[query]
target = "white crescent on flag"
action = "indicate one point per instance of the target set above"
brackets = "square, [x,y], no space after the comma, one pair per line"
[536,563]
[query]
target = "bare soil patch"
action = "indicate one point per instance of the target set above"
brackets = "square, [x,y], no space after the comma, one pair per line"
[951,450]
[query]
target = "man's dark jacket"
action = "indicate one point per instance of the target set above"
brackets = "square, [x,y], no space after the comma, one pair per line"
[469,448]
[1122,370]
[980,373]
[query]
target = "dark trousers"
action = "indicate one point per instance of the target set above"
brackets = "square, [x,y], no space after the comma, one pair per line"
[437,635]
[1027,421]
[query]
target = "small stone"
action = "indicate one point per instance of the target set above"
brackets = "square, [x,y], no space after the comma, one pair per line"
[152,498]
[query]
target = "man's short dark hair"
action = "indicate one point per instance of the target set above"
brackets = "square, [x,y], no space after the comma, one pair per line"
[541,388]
┄┄┄┄┄┄┄┄┄┄
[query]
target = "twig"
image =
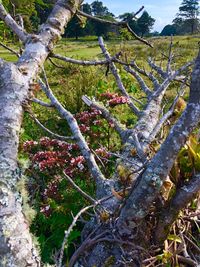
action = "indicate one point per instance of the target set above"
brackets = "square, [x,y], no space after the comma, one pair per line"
┄┄┄┄┄┄┄┄┄┄
__TASK OBJECTIVE__
Pick out every line in the material above that contains the string "dark", matching case exactly, and copy each of those lines.

__WRITTEN REPLY__
target = "man's dark jacket"
target = "dark trousers"
target = "man's short dark hair"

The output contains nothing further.